• Written task
Please rewrite in full the stretch of items from the line containing "Category: spool-turned table leg" through the end of the items, both ends included, keeping the requests as they are. Scale every point coordinate in the answers by 1.95, round to whole numbers with halves going up, and return only that stretch.
+++
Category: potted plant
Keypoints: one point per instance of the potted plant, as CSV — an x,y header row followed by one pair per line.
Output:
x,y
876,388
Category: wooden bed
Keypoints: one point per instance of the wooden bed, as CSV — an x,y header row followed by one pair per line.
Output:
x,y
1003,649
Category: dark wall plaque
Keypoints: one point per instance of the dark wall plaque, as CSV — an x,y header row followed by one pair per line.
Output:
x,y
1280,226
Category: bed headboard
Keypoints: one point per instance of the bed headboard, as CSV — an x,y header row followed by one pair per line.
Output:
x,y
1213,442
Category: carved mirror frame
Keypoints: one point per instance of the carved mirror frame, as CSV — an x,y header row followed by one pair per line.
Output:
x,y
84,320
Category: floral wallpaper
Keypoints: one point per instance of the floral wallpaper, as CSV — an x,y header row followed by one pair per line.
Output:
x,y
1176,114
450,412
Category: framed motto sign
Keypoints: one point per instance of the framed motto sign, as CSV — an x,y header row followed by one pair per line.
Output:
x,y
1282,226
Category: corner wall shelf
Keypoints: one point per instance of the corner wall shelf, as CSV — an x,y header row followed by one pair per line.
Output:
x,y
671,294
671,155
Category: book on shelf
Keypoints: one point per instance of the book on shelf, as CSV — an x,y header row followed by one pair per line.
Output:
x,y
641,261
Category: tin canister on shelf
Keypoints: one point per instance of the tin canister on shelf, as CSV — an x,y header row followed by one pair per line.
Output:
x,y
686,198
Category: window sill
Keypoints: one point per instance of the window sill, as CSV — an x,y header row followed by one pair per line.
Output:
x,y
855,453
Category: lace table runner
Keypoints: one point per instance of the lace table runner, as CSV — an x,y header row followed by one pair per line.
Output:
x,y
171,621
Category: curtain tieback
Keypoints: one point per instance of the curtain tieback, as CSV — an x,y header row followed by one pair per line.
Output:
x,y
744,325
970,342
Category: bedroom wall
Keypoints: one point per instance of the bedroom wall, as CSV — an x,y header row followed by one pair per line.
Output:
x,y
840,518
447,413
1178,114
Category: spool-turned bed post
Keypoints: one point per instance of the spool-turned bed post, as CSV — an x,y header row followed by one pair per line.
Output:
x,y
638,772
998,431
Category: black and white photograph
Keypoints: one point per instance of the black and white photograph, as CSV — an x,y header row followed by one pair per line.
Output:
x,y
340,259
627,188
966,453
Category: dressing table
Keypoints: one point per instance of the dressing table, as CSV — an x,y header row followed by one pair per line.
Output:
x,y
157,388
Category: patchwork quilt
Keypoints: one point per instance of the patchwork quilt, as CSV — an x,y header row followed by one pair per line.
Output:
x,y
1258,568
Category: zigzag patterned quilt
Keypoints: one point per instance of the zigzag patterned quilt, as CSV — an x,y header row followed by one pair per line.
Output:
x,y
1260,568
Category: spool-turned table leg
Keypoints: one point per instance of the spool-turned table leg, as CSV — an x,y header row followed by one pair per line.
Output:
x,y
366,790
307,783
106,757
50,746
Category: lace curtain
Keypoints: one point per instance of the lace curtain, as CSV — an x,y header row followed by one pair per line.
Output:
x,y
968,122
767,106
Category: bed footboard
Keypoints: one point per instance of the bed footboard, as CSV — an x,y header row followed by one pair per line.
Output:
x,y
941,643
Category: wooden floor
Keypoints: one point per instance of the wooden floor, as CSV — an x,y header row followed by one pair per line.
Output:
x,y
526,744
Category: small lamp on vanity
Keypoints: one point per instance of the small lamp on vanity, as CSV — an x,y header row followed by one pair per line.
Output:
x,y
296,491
+++
• Expected output
Category: spool-turned table leg
Keypoints: one point per instance of the spool-turned table leg, as CSV — an x,y header row followed by one pair per line.
Output:
x,y
714,1541
599,1527
207,1476
98,1455
Category: lace curtain
Keypoints: one point per instance of the lace curtain, as CSV — an x,y header row followed by one pair per line.
Output:
x,y
1888,238
1496,207
Category: bed footboard
Keypoints: one point per instance of the bed footboard, as CSV — an x,y header row followed by one pair per line.
Output:
x,y
1835,1254
Category: wooden floor
Keypoints: one point per instance of the wooden floor, as CSV — an x,y header row followed by one pair per line.
Output:
x,y
1026,1451
Category: small lamp on vanity
Keypoints: one point per instance of the small lamp on vanity, as CSV — an x,y header row followed by one pair per line.
Output:
x,y
577,957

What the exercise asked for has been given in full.